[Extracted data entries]

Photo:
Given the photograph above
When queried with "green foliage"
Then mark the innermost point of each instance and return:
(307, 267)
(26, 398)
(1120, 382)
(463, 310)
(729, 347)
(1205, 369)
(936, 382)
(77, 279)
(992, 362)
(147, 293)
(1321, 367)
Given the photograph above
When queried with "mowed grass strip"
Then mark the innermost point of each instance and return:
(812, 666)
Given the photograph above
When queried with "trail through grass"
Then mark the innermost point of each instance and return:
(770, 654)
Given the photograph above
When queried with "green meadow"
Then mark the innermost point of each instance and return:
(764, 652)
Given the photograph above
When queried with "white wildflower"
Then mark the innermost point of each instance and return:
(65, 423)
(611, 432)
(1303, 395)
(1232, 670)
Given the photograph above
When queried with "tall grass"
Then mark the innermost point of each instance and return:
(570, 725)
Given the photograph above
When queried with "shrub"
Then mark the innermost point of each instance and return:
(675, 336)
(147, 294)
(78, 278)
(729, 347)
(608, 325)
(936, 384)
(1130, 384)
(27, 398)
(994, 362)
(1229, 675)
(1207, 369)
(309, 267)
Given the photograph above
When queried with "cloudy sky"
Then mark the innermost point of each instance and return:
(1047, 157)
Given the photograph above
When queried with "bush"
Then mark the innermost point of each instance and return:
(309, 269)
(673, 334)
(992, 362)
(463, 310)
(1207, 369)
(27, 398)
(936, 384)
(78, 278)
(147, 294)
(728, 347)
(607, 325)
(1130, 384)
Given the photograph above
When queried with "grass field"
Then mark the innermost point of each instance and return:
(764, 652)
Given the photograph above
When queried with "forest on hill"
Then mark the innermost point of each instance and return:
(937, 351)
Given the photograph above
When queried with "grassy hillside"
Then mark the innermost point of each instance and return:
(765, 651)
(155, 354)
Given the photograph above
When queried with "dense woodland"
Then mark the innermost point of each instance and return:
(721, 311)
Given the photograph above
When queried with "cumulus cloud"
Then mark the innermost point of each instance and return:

• **TASK DIRECTIONS**
Please rename "photograph" to "image" in the records, starting at the beginning and ending at the line that contains "(1321, 367)". Return those lines with nothing else changed.

• **ANSWER TO THIS TASK**
Photo:
Given the image above
When queried with "green foliage"
Then mark the innermost point of each instance and return:
(307, 267)
(26, 398)
(1120, 382)
(463, 310)
(729, 347)
(1205, 369)
(936, 382)
(77, 279)
(992, 362)
(147, 293)
(1321, 367)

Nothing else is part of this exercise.